**INSTRUCTIONS FOR THE TASK:**
Count the lines in the entries below that contain the word "green", and give only that number.

**INFORMATION GIVEN:**
▶

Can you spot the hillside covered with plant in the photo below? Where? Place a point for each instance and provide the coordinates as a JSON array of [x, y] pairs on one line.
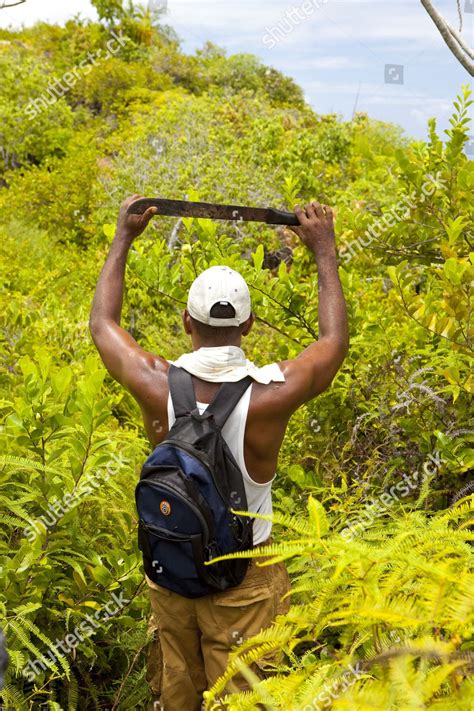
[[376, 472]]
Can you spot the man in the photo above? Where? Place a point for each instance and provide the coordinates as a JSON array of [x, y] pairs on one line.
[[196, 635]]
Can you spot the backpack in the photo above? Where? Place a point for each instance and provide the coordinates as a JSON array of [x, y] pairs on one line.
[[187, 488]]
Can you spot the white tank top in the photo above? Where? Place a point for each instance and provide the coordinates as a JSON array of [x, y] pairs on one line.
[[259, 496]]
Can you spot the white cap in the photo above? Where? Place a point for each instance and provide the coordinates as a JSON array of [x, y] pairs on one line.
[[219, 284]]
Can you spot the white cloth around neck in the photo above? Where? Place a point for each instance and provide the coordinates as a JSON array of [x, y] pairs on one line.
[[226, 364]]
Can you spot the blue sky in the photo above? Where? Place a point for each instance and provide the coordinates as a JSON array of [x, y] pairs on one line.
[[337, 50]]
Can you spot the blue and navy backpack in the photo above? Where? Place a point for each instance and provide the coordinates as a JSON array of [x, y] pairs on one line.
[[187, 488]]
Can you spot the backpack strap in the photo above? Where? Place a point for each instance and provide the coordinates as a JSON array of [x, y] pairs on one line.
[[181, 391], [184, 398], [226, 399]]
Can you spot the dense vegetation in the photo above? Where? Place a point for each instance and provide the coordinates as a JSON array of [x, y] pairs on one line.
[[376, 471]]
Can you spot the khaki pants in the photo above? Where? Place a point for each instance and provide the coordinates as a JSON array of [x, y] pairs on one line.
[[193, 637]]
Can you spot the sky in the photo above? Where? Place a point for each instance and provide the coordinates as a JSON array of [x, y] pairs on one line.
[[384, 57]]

◀
▶

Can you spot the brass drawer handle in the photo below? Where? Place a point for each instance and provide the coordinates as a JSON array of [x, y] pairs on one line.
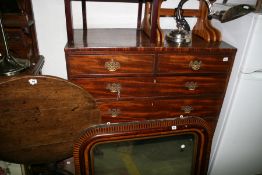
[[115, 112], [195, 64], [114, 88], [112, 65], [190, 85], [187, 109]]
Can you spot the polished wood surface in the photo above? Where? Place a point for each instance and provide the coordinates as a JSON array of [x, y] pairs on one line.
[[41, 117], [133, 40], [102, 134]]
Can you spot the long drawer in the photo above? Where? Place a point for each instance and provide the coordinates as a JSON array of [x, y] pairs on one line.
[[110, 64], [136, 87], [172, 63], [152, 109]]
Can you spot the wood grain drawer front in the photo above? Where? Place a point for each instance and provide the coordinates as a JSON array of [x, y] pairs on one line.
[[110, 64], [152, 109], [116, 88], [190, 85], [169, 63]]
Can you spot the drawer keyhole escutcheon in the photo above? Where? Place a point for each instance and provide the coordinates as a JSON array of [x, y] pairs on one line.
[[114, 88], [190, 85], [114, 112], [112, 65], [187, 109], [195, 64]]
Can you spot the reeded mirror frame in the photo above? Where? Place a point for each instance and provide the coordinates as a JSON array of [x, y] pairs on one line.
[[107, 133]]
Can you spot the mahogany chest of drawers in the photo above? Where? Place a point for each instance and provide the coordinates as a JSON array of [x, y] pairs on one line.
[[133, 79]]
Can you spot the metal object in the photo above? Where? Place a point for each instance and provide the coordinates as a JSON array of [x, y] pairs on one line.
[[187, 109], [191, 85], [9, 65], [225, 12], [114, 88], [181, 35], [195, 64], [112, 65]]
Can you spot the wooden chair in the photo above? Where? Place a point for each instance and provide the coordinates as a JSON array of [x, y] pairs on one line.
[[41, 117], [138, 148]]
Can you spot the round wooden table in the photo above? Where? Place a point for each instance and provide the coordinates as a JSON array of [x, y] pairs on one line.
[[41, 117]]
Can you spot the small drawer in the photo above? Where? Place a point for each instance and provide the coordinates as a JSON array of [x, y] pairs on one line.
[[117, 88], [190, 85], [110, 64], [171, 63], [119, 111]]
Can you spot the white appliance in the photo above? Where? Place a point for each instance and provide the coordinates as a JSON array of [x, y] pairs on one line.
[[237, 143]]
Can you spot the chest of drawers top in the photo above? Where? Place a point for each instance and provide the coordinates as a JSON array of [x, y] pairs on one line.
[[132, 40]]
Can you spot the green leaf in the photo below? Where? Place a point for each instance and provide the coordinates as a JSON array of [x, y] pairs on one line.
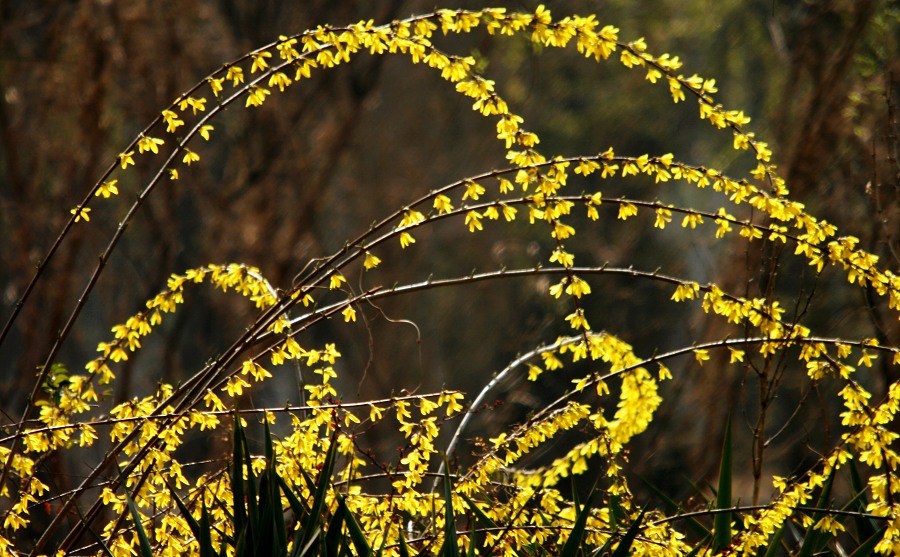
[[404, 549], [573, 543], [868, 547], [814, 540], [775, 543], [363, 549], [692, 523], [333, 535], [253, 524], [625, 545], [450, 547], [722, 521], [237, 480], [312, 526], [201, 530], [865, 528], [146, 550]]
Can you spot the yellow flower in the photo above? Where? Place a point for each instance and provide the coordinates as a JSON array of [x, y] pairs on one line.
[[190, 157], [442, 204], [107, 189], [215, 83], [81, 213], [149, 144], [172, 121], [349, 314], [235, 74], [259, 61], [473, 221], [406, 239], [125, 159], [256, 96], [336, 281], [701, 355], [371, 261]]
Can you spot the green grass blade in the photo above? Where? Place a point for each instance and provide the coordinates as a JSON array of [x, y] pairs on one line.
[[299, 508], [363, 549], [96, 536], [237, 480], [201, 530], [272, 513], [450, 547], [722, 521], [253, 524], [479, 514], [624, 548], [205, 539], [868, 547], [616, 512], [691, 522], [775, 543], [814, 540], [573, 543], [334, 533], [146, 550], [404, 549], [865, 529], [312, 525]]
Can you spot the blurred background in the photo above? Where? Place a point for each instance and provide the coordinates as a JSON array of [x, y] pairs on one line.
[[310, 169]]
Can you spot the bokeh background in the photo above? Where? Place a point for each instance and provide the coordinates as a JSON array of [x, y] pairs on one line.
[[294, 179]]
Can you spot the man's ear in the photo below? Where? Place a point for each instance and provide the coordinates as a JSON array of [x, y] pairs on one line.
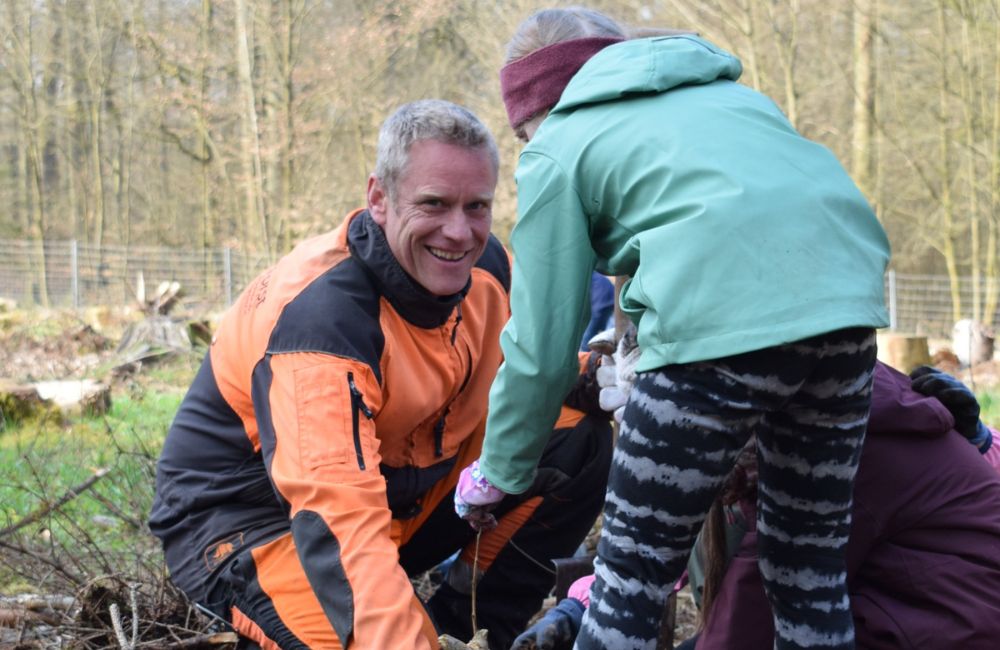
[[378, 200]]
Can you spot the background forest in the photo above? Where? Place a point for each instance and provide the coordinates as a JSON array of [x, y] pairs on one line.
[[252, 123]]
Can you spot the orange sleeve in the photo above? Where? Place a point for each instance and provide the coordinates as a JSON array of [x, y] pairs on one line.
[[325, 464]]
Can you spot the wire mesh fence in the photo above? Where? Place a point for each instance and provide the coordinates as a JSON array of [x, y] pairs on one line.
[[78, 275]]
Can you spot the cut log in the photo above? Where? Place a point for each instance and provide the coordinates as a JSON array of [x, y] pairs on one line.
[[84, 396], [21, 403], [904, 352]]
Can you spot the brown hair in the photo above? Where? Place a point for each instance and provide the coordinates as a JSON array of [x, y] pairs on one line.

◀
▶

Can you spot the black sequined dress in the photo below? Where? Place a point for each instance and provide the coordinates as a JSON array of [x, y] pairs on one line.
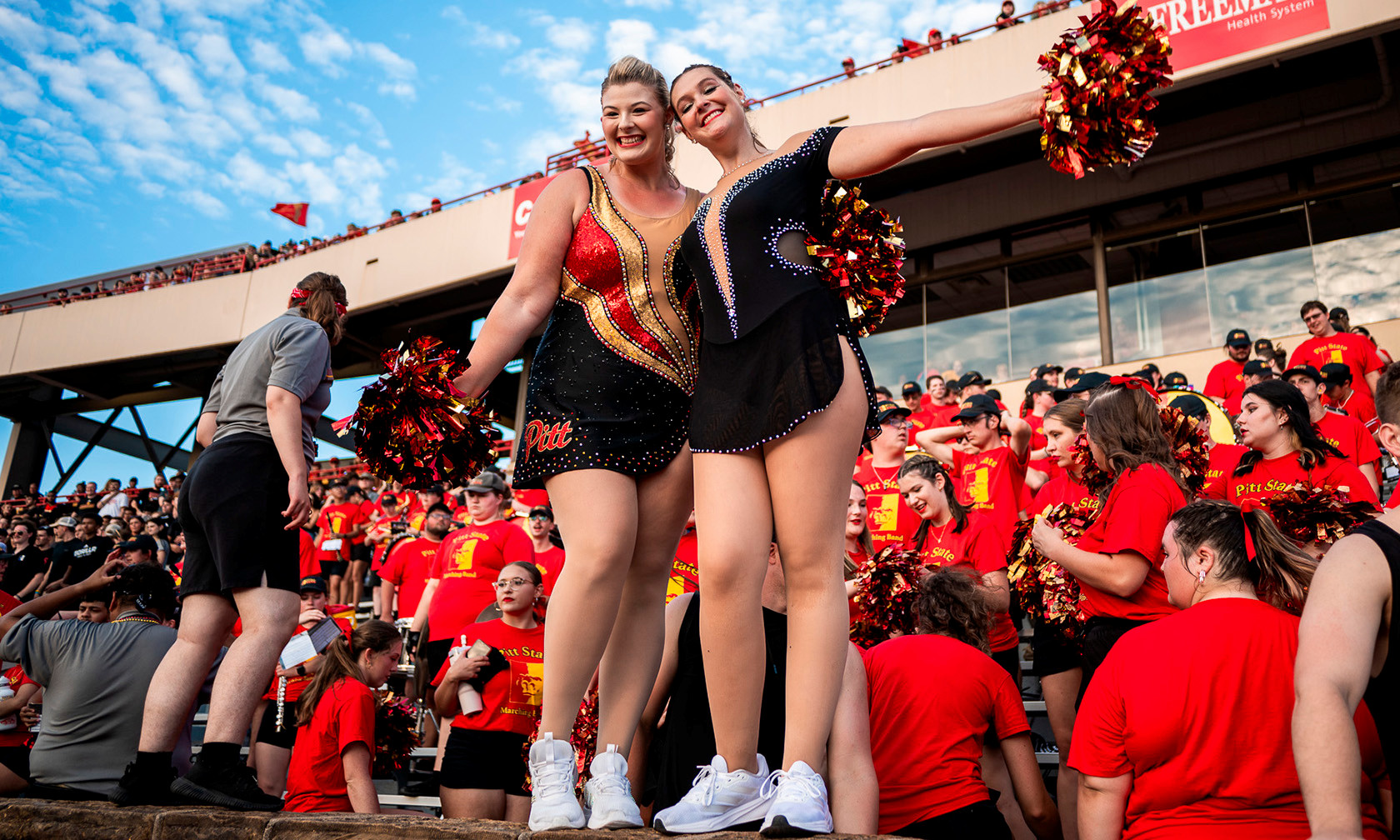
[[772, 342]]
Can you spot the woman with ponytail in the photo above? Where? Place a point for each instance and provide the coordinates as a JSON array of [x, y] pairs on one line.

◀

**RESPONSE:**
2